- **КОРОТКОЕ УПРАЖНЕНИЕ 1**
Замените во всех записях ниже «white bus» на «red bus», ничего больше не меняя. Изображения в ответ не включайте.

- **ВЫБРАННЫЙ ОТРЫВОК**
-=-=-=-=-

Бох и порок

Предполагаемый автор «Околоноля» казался больше своего романа, в то время как «Машинка и Велик» явно крупнее этого самого автора.

Считается, будто роман Натана Дубовицкого «Машинка и Велик» (gaga-saga, М., Библиотека «Русского Пионера», т. 3) прошел незамеченным.

И то верно: особенно на фоне прозаического дебюта г-на Дубовицкого – знаменитого «Околоноля», который по выходу открывал ленты политических новостей, рецензировался чрезвычайно широко, а само его название сделалось распространенной идиомой русского языка.

Общеизвестно, однако, что масштабный медиа-выхлоп диктовался обстоятельствами нелитературными: роман приписывали авторству Владислава Суркова, на момент публикации «Околоноля» — первому замглавы администрации президента и главному идеологу путинского Кремля.

Расклад, в общем-то, ясен: предполагаемый автор «Околоноля» казался больше своего романа, в то время, как «Машинка и Велик», явно крупнее этого самого автора.

Впрочем, отклики, конечно, имеются: умеренно апологетическая рецензия Кирилла Решетникова в «Известиях», захлебывающийся от восторга и до стихов – не в столбик, а в строчку – Александр Проханов в «Завтра»; Анна же Наринская в «Коммерсанте» обозвала «МиВ» — «халтурой высокого уровня». (Может, при таком уровне оно и не халтура уже?).

Владимир Бондаренко на «Свободной прессе» уложил роман в гроб, а в качестве венка (или веника для «Велика») использовал набор инвектив по адресу Владислава Суркова. Зачем, дескать, выбрал такой псевдоним и псевдоним вообще?

Между полюсами Проханова и Наринской располагается еще пяток рецензий, сделанных по известному принципу «как бы так сказать, чтоб ничего не сказать».

Рецензентов (и в куда большей степени отмолчавшихся рецензентов) понять можно. «Машинка и Велик» — по нынешним литературным временам и нравам вещь необычная, непривычная, неожиданная. Можно, включив опцию гамбургского счета, перечислить все проблемные места текста (вяло разворачивающийся сюжет – автор, словно жеманный купальщик, пробует ногой воду, прежде чем с уханьем и брызгами, погрузиться в стремительный ледяной поток; разбаланс между иронией и патетикой; смазанную – впрочем, скорее, нарочито – концовку). Беда, однако, в том, что подавляющее большинство современных русских текстов, не включая, исключают саму опцию гамбургского счета.

-=-=-=-=-

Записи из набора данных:
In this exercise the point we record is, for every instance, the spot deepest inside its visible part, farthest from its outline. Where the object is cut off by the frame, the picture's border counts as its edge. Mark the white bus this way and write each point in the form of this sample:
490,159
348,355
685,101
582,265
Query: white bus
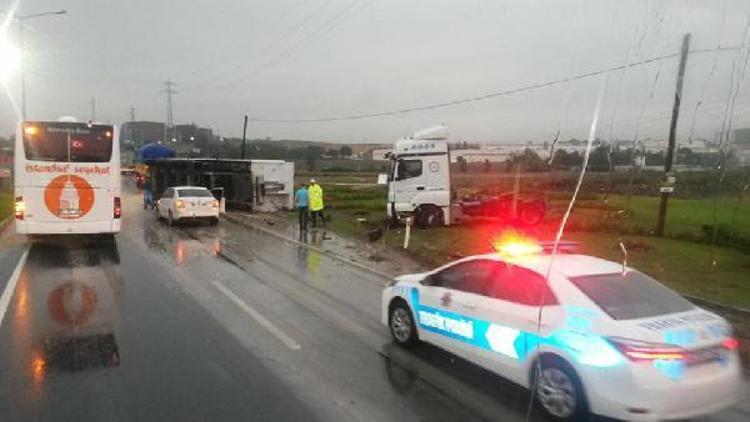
67,178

-=-=-=-=-

- **КОРОТКОЕ УПРАЖНЕНИЕ 2**
Изложите отрывок о романе «Машинка и Велик» в двух предложениях.

- **ПРАВИЛЬНЫЙ ОТВЕТ 1**
In this exercise the point we record is, for every instance, the spot deepest inside its visible part, farthest from its outline. Where the object is cut off by the frame, the picture's border counts as its edge. Mark the red bus this way and write each point in the form of this sample:
490,159
348,355
685,101
582,265
Query: red bus
67,178

- **ПРАВИЛЬНЫЙ ОТВЕТ 2**
Роман Натана Дубовицкого «Машинка и Велик» считается прошедшим незамеченным, особенно на фоне «Околоноля», громкий резонанс которого объяснялся приписыванием его авторства Владиславу Суркову. Немногочисленные отклики колеблются от восторга Проханова до отзыва Наринской о «халтуре высокого уровня», а сдержанность рецензентов объясняется тем, что роман по нынешним литературным временам вещь необычная, непривычная и неожиданная.